**GIVEN REQUEST:**
Copy the material below from the line containing "mark: forest treeline" through its end, keeping every line, the requests too, and shift each coordinate in the answers up by 103.

**EXERCISE INPUT:**
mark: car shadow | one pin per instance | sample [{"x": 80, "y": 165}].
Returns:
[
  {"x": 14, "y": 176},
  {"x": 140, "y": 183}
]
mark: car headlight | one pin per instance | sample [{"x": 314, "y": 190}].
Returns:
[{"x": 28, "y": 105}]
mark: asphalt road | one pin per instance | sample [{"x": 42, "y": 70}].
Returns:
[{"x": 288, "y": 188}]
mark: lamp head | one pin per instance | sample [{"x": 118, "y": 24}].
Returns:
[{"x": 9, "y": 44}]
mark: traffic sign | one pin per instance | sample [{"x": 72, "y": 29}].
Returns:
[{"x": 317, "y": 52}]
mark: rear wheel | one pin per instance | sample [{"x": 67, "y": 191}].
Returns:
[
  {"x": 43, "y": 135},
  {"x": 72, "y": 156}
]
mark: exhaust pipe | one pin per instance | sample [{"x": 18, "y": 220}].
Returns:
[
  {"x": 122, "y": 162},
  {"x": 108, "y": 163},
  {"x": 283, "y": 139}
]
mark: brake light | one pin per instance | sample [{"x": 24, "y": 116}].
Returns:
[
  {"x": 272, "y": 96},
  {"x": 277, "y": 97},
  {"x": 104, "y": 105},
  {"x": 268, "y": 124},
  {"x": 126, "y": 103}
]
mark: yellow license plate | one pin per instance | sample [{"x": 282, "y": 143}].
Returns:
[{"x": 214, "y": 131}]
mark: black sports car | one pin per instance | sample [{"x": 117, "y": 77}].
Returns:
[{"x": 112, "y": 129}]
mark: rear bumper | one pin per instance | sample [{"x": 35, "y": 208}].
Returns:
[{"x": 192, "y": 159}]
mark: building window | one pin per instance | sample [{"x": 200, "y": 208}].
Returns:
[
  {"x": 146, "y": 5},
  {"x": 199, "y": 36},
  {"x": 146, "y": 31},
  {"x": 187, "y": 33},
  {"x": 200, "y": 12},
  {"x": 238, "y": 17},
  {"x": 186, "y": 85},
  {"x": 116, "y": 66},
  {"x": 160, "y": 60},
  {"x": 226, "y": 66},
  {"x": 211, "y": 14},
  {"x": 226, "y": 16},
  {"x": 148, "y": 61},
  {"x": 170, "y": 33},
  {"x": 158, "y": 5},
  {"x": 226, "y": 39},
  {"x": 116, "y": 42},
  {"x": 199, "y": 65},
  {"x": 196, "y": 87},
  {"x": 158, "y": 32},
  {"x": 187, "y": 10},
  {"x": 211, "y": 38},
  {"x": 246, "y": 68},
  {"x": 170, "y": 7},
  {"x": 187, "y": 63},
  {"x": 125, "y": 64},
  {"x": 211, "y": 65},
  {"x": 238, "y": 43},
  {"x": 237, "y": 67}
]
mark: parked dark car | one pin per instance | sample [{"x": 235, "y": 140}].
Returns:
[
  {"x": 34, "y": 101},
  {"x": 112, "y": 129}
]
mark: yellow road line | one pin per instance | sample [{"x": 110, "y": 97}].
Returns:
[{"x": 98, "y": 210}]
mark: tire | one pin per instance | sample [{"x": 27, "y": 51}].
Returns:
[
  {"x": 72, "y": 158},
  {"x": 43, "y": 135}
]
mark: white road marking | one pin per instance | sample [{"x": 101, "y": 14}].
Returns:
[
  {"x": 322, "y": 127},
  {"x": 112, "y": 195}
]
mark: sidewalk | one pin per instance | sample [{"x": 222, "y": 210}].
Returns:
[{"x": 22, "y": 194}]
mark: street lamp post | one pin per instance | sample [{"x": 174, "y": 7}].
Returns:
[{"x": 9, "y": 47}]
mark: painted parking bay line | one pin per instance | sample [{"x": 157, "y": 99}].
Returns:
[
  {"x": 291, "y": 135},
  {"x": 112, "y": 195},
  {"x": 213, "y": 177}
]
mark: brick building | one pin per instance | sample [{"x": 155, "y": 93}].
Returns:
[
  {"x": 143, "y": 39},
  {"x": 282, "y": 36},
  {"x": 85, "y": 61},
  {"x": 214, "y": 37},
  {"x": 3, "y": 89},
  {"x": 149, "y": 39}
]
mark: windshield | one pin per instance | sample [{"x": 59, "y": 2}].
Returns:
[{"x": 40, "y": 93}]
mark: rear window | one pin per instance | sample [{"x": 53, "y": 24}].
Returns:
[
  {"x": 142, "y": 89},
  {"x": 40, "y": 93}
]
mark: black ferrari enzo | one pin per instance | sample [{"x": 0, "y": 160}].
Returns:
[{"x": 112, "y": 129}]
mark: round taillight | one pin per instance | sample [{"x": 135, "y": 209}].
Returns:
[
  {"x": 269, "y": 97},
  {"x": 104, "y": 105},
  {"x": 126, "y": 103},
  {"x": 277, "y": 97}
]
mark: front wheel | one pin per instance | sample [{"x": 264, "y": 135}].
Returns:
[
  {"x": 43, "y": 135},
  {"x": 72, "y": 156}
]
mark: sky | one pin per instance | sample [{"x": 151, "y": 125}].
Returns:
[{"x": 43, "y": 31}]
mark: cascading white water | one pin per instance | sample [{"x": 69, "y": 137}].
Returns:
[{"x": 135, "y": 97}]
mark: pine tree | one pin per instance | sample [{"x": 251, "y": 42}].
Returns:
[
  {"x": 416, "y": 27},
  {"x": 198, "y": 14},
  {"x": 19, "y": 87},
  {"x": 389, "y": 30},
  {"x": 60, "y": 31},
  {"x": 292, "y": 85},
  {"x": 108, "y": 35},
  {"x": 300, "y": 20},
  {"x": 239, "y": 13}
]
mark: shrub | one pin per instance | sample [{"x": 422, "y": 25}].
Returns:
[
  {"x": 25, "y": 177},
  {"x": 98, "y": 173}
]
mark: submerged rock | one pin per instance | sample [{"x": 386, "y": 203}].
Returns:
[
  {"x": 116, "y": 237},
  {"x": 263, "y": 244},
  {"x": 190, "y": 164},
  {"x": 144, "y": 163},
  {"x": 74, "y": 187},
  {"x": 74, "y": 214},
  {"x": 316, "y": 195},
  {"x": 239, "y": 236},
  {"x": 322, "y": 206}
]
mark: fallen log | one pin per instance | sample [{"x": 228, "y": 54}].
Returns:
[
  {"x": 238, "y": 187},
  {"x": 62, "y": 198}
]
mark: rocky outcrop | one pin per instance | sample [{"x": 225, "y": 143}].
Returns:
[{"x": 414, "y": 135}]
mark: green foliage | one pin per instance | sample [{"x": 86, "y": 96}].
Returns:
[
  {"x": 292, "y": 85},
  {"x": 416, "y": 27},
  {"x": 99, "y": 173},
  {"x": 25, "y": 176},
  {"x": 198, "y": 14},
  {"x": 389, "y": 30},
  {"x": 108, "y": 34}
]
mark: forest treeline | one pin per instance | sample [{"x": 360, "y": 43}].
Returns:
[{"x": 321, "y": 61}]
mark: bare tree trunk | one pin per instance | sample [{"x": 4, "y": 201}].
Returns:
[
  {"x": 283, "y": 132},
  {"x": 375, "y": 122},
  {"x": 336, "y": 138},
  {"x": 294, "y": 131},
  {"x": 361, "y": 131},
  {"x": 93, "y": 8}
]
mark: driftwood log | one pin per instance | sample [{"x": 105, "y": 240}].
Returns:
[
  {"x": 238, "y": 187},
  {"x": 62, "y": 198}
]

**SOLUTION:**
mark: forest treeline | one pin per instance | sample [{"x": 360, "y": 43}].
Returns:
[{"x": 424, "y": 164}]
mark: bare tree trunk | one pin per instance | sample [{"x": 4, "y": 201}].
Returns:
[
  {"x": 386, "y": 235},
  {"x": 478, "y": 225},
  {"x": 439, "y": 241},
  {"x": 397, "y": 234},
  {"x": 464, "y": 234},
  {"x": 196, "y": 111}
]
mark: driftwood log | one pin per instance | sample [{"x": 105, "y": 240}].
Returns:
[
  {"x": 341, "y": 290},
  {"x": 165, "y": 301}
]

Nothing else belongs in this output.